◆ Task to complete: From the line containing "# locate brick" through the last line of the data, return those lines exactly as written and nothing more.

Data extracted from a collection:

□ □ □ □ □ □ □

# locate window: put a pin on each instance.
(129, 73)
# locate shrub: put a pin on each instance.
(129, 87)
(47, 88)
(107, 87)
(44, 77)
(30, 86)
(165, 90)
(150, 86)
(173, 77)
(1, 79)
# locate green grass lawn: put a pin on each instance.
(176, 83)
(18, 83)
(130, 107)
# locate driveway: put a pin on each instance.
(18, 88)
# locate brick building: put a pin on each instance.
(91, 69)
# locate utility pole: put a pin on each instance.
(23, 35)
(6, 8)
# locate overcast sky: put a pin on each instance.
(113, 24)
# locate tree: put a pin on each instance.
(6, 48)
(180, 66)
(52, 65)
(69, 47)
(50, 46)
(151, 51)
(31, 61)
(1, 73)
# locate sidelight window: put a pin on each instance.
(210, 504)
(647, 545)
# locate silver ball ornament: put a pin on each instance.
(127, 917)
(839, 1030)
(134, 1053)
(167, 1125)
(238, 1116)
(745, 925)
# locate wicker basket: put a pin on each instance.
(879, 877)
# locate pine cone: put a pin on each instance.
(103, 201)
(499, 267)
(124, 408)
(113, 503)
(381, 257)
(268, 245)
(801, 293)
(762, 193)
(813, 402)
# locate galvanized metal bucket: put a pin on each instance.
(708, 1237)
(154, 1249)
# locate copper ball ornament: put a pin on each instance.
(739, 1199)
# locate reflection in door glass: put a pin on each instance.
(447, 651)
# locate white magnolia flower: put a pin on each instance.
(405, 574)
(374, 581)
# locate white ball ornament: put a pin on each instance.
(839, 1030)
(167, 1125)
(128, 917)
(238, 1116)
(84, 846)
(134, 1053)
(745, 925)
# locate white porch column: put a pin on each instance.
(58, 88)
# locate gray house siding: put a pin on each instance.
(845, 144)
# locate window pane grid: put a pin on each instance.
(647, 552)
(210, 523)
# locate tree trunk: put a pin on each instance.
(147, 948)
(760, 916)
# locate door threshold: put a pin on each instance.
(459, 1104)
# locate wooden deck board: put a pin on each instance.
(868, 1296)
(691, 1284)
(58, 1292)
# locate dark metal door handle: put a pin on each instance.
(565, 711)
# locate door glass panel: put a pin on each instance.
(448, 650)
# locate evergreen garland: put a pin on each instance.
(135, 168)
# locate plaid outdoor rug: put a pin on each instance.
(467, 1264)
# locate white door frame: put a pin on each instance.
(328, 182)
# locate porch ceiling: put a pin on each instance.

□ □ □ □ □ □ □

◆ Output of the task:
# locate brick building: put a pin on each instance.
(91, 69)
# locate utility pole: put a pin on each instance.
(23, 35)
(6, 8)
# locate overcast sky: put a pin on each instance.
(113, 24)
# locate tree: put a pin on each instance.
(6, 48)
(180, 66)
(52, 65)
(69, 47)
(50, 46)
(151, 51)
(31, 61)
(1, 73)
# locate sidelight window: put a pin on each instance.
(210, 504)
(647, 545)
# locate silver ball ornament: put a pin on each instance.
(127, 917)
(839, 1030)
(134, 1053)
(167, 1125)
(238, 1116)
(745, 925)
# locate wicker basket: put a pin on each instance.
(879, 877)
# locate pine cone: put a pin on each instance.
(103, 201)
(499, 267)
(124, 408)
(113, 503)
(381, 257)
(268, 245)
(801, 293)
(762, 193)
(813, 402)
# locate galvanized metal bucket: put a pin on each instance.
(708, 1237)
(154, 1249)
# locate copper ball ornament: put a pin on each instance.
(739, 1199)
# locate reflection in door glass: put a pin on each instance.
(447, 651)
# locate white magnolia flower: put a pin on each instance.
(405, 574)
(374, 581)
# locate white ball ornament: put a pin on each instance.
(839, 1030)
(167, 1125)
(128, 917)
(238, 1116)
(84, 846)
(134, 1053)
(745, 925)
# locate white porch column: put a pin on each instance.
(58, 88)
# locate gray house siding: put a pin on each instance.
(845, 144)
# locate window pane grid: put a pin on each instance.
(647, 552)
(210, 523)
# locate tree trunk: put a pin on each instance.
(147, 948)
(760, 916)
# locate door threshold: put a pin on each instance.
(459, 1104)
# locate wooden deck board: put a pin on each instance.
(868, 1296)
(691, 1284)
(58, 1292)
# locate dark metal door handle: put a pin on each instance.
(565, 711)
# locate door glass panel: put a pin on each instance.
(448, 650)
# locate evergreen garland: put a pin on each instance.
(135, 168)
# locate plaid outdoor rug: put a pin on each instance.
(467, 1264)
# locate white door frame: put a pin on each instance.
(328, 182)
# locate porch ceiling: put a pin on each instance.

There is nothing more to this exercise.